Work request A: According to the excerpt about Booster and the film Fire Island, who directed the film?
Work request B: Continue the excerpt about Booster and his stand-up comedy from the point where it ends.

Document excerpt:
────
In Fire Island, there are some oblique references to the importance of chosen family, but overall the film re-creates the feeling of entering a bubble. The friends arrive detached from “real life.” During the script-development process, Searchlight Pictures wanted to know more about Noah’s backstory. “I get that note,” says Andrew Ahn, who directed the film, “and I don’t think Joel wanted to go there. Joel is very willing to show who he is. But there are moments where I’m like, You are hiding something very carefully. There are certain things he keeps very close.”

Last year, Booster’s father contracted COVID and died. By this time, they were on better terms. During the pandemic, Booster had been using skills he had learned from his dad, a true farmer. He built a squat rack from concrete and plywood in his backyard and sent him videos of the process. He always said that he would have the big talk about his sexuality with his parents when he had a partner to bring home. His big regret is not doing so before his father died, but his mother assures him he would have loved JM as he loved his sister’s husband. During recent sets, Booster has been testing out jokes around this. “We lost my dad,” he’ll say — dramatic pause — “in the mall!” before the punch line: It made sense his dad died before he met JM because he has a “one in, one out policy” when it comes to white men in his life. His jokes are like small containers he can place traumatic moments inside that make them lighter, or at least more manageable.

From Booster’s upcoming special Psychosexual.

Booster is onstage at a comedy show at El Cid, a flamenco supper club in Silver Lake, asking a woman in the audience if she can describe, in her own words, what a bottom is. “Uhh … the front?” she stammers. “The front!” he repeats. “She does not know what a bottom is.”

He has spent the week driving around to comedy shows to work on new material — about looking for a therapist, having a white boyfriend, impending race wars — that he can go out on tour with once Psychosexual is out. He writes onstage, meaning he works out his act as he talks. As a form, stand-up comedy is like a series of test screenings to see what lands, what doesn’t, where to push, where to pause — an iterative process that results in “a tight five.” Booster is masterful at crowdwork. Usually, he’s asking an uncomfortable question — about identity or sex or relationships — and ready to parry the answer. “I take immediate feedback and spin it a different way the next time,” he says as we speed-walk to the car to get to the next venue.
────
Record excerpts:

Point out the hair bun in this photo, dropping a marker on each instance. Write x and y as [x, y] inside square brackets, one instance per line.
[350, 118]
────
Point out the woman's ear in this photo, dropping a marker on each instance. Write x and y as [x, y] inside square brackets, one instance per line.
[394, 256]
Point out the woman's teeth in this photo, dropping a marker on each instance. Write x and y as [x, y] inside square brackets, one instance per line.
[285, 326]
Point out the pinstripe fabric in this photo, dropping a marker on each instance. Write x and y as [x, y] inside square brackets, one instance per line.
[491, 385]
────
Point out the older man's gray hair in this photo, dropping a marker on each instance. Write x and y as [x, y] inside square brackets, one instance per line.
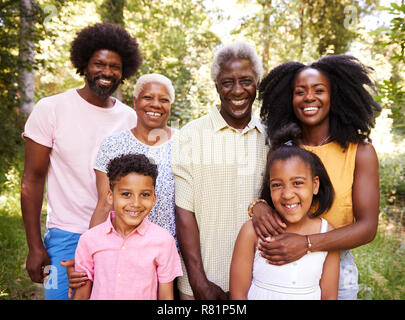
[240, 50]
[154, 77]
────
Your response A: Andrew Ahn

Your response B:
The downside is that he cares too much about what other people think. Since the start of his career, Booster has been a chronic reader of the comments — on Twitter, Reddit, even 4chan offshoots — as though to confirm his worst ideas about himself. Ever since the Fire Island trailer dropped in April, he hasn’t been able to pull himself away from his phone. He fixates on criticism, particularly from other people of color. One thing that has been sticking in his craw is the suggestion that casting Conrad Ricamora as his love interest, Will, was some sort of woke posturing. He actually hadn’t intended to cast an Asian guy as Mr. Darcy, in part because, in the original script, the big blowup fight between them was about how the guy didn’t understand what it’s like to be Asian. But Ricamora was the best during the chemistry read, and they cast him when he walked out of the room. “He was the only actor that flustered Joel,” says Ahn.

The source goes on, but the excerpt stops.